Stated exercise A:
Begin at the entry line that contains "In the photo above, where can the horse leg" and stop after the line that contains "point(188, 62)". Rewrite those entry lines with "Target" swapped for "Object" and everything else left unchanged.
────────────────
Overall, AppSync has been quite easy to get up and running, especially with the help of the Serverless AppSync plugin. Thanks for the suggestion

I’m not aware of any frameworks for unit testing the mapping templates but it would be useful.

I believe my point still stands given your clarification.
AppSync is not the same as Firebase/Graphcool/Meteor but it’s a comparable level of easy-to-use, flexibility. What would you compare it too in non-AWS otherwise?
Yes I agree AppSync is probably faster to get started with than building everything from scratch.
Firebase/Graphcool are probably easier to use though.
It’s true that if you have already have DynamoDB tables for a REST API than migrating to AppSync is a good incremental step.
I’ve built my own stack similar to AppSync just using Serverless, apollo-server-lambda, Apollo and pusher.com. I’ve used it for a large SaaS software that is already 5 years old and will likely go on for at least 5 more years.

How would an individual service invoke a lambda in this setup? We have lambdas calling other services/lambdas going through the AppSync front-end and that adds an unacceptable overhead.

This is going to happen with every technology. In the meantime, you can get pretty far with AppSync we are finding.

Something that works well from a practical perspective is treating the AppSync as a gateway service. When you deploy it you’re deploying the gateway (AppSync) with authentication and a schema. You then expose the API ID to other services that add data sources and resolvers.

By default when AppSync is deployed to you get null back for all queries/mutations but as you deploy the other services the resolvers start to return data.

Yeah sure, but we explicitly don’t want to go through AppSync for microservice composition.
────────────────
Stated exercise B:
From the AppSync discussion, copy out the passage that begins at the words "It’s true that" and stops after the words "we are finding.".

Data provided:
────────────────
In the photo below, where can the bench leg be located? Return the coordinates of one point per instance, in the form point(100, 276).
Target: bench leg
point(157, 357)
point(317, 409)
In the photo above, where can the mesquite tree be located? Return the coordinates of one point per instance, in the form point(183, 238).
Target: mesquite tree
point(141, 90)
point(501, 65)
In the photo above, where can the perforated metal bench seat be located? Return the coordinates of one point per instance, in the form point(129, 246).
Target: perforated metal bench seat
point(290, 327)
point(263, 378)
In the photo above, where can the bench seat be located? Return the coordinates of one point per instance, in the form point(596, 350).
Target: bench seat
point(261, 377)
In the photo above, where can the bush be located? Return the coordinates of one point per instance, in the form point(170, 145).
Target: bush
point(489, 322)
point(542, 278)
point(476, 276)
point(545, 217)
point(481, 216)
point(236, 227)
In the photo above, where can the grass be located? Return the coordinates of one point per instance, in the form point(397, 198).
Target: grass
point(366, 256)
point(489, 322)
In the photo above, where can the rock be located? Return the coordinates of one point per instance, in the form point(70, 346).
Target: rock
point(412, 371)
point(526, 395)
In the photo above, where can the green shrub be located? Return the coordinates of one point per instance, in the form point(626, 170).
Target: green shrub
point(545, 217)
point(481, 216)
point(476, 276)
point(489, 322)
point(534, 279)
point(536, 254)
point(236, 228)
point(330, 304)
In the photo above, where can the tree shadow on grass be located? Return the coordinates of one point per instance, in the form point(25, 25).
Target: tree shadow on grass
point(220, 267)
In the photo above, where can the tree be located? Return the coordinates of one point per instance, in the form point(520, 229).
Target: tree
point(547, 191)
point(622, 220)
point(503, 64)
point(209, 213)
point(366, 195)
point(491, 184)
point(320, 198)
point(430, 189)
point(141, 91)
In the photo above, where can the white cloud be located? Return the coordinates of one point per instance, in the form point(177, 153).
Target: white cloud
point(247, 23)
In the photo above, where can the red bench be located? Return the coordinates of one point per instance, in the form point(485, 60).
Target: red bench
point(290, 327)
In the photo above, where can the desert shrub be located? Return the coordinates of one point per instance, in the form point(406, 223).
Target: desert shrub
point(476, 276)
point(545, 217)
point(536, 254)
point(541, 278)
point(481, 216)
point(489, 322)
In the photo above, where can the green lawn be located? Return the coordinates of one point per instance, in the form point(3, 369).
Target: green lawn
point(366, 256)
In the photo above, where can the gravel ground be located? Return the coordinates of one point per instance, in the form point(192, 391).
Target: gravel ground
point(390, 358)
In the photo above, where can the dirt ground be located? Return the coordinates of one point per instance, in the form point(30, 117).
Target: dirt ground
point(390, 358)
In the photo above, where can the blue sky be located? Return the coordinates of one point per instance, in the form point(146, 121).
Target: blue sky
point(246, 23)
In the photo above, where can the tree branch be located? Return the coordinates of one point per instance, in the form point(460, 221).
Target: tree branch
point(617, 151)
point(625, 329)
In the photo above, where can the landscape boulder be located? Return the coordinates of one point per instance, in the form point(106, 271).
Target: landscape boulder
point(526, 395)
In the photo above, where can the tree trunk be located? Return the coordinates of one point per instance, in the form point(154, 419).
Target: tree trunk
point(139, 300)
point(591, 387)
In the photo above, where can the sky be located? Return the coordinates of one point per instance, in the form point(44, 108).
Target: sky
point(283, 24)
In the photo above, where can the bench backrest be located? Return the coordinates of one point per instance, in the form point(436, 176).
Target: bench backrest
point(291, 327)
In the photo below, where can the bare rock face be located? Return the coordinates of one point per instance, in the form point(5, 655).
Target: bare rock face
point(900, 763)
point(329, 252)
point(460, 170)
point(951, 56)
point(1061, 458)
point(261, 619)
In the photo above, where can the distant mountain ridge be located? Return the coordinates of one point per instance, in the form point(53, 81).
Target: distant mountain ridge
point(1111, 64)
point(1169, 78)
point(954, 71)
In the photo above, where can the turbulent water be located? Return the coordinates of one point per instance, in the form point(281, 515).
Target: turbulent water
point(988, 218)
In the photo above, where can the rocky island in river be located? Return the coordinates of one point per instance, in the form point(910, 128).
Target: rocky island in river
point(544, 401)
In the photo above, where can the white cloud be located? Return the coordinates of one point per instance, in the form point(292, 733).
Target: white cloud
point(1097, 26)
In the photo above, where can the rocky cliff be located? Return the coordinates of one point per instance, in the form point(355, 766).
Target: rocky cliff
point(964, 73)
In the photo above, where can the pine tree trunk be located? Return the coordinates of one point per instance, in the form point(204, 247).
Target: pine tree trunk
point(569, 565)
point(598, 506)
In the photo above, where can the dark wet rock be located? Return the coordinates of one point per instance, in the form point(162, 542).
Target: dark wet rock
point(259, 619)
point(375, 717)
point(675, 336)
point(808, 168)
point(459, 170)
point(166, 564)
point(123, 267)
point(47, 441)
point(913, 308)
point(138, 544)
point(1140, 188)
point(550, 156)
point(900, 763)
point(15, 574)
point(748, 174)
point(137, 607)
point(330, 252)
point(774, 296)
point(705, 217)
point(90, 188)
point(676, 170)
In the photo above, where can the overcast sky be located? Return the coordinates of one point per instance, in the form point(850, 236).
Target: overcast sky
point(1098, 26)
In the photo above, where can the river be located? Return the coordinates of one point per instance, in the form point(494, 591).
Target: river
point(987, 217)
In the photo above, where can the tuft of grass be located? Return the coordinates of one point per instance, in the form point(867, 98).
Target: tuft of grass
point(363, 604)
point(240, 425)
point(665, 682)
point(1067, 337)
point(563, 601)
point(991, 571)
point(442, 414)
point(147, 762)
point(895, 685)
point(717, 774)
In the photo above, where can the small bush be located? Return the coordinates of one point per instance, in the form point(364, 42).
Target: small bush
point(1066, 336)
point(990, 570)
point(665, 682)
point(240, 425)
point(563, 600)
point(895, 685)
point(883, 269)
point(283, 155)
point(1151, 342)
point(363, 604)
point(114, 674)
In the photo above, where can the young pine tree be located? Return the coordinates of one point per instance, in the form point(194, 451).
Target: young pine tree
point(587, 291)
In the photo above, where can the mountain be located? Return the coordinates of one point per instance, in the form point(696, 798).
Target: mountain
────────────────
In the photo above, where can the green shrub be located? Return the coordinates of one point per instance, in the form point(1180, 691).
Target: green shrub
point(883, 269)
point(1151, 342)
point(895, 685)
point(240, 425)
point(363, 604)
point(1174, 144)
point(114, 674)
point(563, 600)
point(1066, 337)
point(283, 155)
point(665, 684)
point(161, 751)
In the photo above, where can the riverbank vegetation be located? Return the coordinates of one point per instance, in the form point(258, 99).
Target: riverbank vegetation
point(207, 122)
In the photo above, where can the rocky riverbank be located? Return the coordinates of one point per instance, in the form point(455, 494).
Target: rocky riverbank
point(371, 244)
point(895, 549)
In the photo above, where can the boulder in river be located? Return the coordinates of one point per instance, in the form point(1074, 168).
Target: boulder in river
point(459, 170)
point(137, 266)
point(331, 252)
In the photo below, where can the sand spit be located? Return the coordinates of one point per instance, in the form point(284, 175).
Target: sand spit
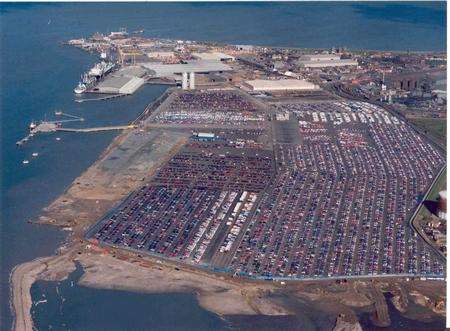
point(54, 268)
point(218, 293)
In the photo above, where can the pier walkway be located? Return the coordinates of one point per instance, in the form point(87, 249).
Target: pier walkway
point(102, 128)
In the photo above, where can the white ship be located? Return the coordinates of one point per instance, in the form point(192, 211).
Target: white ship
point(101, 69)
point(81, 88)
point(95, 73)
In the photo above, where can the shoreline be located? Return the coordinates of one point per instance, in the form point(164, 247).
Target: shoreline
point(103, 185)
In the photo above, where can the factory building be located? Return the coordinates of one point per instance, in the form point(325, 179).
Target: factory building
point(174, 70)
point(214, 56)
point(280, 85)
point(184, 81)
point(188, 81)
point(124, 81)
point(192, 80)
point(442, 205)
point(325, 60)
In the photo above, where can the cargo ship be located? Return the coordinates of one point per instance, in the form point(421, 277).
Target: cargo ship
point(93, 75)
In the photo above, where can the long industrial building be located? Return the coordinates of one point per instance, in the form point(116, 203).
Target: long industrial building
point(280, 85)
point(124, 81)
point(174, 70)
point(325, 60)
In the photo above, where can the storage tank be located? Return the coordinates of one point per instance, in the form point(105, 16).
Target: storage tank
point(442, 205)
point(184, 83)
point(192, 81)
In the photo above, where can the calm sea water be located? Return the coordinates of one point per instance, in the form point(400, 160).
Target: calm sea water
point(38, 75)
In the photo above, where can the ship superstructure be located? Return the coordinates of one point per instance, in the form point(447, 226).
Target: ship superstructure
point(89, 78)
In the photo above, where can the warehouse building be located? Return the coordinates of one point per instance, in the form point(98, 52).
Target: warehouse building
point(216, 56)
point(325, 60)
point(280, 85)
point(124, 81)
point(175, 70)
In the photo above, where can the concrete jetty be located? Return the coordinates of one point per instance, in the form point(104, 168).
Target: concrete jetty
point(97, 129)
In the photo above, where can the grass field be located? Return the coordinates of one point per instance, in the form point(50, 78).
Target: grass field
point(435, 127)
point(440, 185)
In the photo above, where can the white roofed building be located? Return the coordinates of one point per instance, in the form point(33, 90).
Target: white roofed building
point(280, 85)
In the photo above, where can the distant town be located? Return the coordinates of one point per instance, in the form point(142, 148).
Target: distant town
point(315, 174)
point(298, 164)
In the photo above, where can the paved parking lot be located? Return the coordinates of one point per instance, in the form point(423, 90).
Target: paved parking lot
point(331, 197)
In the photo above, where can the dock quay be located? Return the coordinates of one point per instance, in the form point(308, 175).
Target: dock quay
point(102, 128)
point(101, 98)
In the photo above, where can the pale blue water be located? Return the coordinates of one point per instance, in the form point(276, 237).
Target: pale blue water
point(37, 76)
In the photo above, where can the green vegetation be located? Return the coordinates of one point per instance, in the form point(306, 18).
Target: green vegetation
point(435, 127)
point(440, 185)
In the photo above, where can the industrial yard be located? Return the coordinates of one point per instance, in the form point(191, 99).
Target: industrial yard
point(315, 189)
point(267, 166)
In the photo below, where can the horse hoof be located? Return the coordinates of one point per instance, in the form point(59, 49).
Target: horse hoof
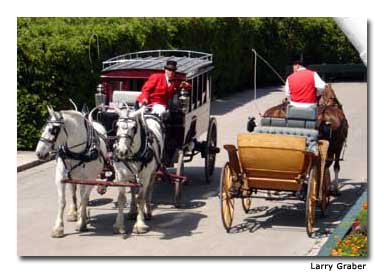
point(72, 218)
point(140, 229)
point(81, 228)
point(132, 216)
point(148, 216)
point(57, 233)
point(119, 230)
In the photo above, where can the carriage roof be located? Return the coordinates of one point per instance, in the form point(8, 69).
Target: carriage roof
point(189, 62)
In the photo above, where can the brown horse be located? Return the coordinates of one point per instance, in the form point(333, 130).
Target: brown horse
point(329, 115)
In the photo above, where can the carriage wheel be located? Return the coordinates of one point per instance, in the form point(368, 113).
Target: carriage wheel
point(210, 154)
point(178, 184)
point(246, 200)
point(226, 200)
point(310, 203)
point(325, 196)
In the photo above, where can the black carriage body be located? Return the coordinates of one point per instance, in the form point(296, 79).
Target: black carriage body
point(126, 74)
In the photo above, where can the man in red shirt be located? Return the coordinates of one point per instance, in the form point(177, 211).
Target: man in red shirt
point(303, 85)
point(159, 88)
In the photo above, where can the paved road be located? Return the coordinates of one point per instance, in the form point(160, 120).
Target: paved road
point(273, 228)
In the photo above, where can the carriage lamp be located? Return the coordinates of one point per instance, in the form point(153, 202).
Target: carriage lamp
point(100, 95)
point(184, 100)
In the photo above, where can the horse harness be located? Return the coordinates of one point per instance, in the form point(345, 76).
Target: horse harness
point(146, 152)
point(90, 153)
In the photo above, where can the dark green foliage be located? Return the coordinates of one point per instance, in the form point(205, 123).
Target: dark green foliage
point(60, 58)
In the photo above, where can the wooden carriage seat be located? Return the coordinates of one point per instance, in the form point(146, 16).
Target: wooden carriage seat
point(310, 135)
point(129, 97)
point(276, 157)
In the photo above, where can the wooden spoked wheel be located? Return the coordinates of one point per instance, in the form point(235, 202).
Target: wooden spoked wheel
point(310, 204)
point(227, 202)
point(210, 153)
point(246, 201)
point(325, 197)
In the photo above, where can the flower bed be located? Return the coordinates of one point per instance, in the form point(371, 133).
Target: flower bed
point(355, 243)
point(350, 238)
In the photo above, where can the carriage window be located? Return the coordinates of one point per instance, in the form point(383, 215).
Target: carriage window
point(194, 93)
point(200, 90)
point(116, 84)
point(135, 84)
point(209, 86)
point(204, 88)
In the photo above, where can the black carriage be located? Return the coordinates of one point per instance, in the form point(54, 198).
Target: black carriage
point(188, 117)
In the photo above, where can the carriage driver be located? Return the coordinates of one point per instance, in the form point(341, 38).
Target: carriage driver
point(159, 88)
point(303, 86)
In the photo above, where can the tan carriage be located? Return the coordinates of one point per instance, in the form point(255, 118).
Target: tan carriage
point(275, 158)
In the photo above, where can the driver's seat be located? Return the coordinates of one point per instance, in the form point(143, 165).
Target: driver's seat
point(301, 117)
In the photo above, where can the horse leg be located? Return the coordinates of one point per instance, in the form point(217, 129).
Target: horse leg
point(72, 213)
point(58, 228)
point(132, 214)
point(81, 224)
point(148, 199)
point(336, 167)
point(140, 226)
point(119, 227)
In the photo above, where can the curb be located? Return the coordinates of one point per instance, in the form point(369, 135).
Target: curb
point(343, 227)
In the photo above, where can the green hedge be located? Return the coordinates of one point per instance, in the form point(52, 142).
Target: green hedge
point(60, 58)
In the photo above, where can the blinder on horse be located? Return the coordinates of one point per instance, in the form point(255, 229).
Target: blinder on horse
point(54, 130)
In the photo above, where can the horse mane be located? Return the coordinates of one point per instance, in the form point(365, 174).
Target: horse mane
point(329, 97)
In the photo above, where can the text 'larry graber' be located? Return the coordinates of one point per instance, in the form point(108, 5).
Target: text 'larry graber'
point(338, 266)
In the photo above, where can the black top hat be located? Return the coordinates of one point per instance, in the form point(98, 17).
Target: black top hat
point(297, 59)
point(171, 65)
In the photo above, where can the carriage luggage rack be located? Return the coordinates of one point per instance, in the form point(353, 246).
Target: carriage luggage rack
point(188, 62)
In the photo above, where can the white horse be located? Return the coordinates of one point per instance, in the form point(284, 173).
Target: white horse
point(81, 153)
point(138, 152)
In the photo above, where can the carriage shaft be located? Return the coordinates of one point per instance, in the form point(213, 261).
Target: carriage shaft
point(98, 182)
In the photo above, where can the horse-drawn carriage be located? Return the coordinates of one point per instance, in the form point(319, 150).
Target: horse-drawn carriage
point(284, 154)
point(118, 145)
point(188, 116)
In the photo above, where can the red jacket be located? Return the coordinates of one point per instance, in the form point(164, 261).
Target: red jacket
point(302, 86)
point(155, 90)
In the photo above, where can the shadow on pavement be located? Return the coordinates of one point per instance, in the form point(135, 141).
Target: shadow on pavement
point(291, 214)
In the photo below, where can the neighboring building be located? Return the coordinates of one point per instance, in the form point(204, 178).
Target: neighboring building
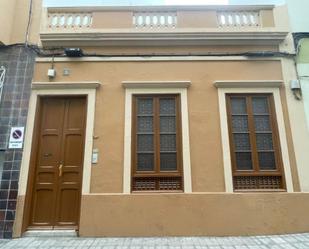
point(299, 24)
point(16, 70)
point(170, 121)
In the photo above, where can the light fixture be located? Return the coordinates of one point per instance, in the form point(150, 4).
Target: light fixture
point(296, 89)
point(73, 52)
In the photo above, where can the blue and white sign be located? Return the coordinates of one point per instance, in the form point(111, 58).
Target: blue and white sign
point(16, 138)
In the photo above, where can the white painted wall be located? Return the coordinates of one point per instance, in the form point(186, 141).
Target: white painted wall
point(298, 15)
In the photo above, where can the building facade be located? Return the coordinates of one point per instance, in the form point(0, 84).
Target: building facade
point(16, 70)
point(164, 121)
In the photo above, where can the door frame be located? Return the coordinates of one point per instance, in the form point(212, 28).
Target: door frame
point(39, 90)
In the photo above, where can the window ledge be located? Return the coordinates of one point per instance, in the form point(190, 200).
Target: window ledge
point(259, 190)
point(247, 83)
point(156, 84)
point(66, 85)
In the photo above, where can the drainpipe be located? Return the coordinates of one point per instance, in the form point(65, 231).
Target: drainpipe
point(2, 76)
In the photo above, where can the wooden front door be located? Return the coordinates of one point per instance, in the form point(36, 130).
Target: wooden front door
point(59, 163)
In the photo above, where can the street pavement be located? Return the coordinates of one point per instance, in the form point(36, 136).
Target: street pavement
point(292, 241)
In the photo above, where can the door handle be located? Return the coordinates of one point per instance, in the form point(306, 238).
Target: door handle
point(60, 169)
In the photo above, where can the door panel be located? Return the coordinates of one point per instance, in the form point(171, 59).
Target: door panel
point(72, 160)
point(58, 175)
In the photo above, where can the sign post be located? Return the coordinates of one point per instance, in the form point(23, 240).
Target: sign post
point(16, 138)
────────────────
Full answer A:
In the photo above, where can the horse leg be located? Return the coordinates of one point per instance, in the form point(217, 129).
Object: horse leg
point(72, 213)
point(58, 228)
point(132, 214)
point(81, 224)
point(148, 199)
point(336, 167)
point(140, 226)
point(119, 227)
In the photo above, where can the curb be located? Return the coordinates of one point per instance, in the form point(369, 135).
Object: curb
point(343, 227)
In the photo above, where can the green hedge be located? Return the coordinates of one point per instance, in the form point(52, 142).
Object: green hedge
point(60, 58)
In the photo above, where can the blinder on horse be located? Return the coordinates of one point per instance, in the form point(255, 229).
Object: blinder on horse
point(54, 130)
In the photo above, where can the horse mane be located? Return the coordinates of one point per instance, in the form point(365, 174).
Object: horse mane
point(329, 97)
In the photo above, where can the text 'larry graber' be located? Return the coordinates of one point per instance, in the form point(108, 5).
Object: text 'larry graber'
point(338, 266)
In the photo above, where can the black top hat be located? Return the coordinates of one point per instance, in the form point(98, 17).
Object: black top hat
point(297, 59)
point(171, 65)
In the photo above, where can the carriage luggage rack be located? Return the coordinates of one point per instance, in the form point(353, 246).
Object: carriage luggage rack
point(188, 62)

Full answer B:
It’s true that if you have already have DynamoDB tables for a REST API than migrating to AppSync is a good incremental step.
I’ve built my own stack similar to AppSync just using Serverless, apollo-server-lambda, Apollo and pusher.com. I’ve used it for a large SaaS software that is already 5 years old and will likely go on for at least 5 more years.

How would an individual service invoke a lambda in this setup? We have lambdas calling other services/lambdas going through the AppSync front-end and that adds an unacceptable overhead.

This is going to happen with every technology. In the meantime, you can get pretty far with AppSync we are finding.